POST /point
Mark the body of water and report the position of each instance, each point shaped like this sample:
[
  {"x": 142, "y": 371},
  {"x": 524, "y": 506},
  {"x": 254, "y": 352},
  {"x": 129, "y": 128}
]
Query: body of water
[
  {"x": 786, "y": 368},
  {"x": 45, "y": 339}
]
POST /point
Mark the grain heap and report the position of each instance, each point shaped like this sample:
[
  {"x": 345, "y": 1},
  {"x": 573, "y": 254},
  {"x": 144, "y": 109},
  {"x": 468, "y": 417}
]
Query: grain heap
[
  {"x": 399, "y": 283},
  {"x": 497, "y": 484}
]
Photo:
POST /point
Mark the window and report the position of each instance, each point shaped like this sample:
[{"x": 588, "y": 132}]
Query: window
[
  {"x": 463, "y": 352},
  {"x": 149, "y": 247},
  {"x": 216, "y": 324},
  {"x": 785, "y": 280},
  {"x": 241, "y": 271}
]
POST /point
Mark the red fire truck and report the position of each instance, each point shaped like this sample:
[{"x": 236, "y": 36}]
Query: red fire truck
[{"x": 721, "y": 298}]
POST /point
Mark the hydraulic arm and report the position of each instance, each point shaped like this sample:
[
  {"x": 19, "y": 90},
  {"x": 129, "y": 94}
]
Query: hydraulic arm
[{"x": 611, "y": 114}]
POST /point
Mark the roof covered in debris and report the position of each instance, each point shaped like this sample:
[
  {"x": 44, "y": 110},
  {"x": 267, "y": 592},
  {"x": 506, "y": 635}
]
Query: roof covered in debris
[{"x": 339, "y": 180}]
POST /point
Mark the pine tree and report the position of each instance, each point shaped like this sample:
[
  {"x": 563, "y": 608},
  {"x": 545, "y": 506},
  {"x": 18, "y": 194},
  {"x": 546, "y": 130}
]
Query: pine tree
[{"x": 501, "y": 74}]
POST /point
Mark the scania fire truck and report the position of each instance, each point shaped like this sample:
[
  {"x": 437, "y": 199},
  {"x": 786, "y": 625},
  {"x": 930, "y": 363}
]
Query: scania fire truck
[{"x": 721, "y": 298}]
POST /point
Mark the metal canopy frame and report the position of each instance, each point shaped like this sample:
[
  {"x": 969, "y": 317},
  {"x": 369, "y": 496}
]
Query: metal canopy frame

⁂

**Task:** From the data, collect all lines where the string "metal" appears.

**Result:**
Mark the metal canopy frame and report the position of each instance, each point shaped like this sample:
Query: metal canopy frame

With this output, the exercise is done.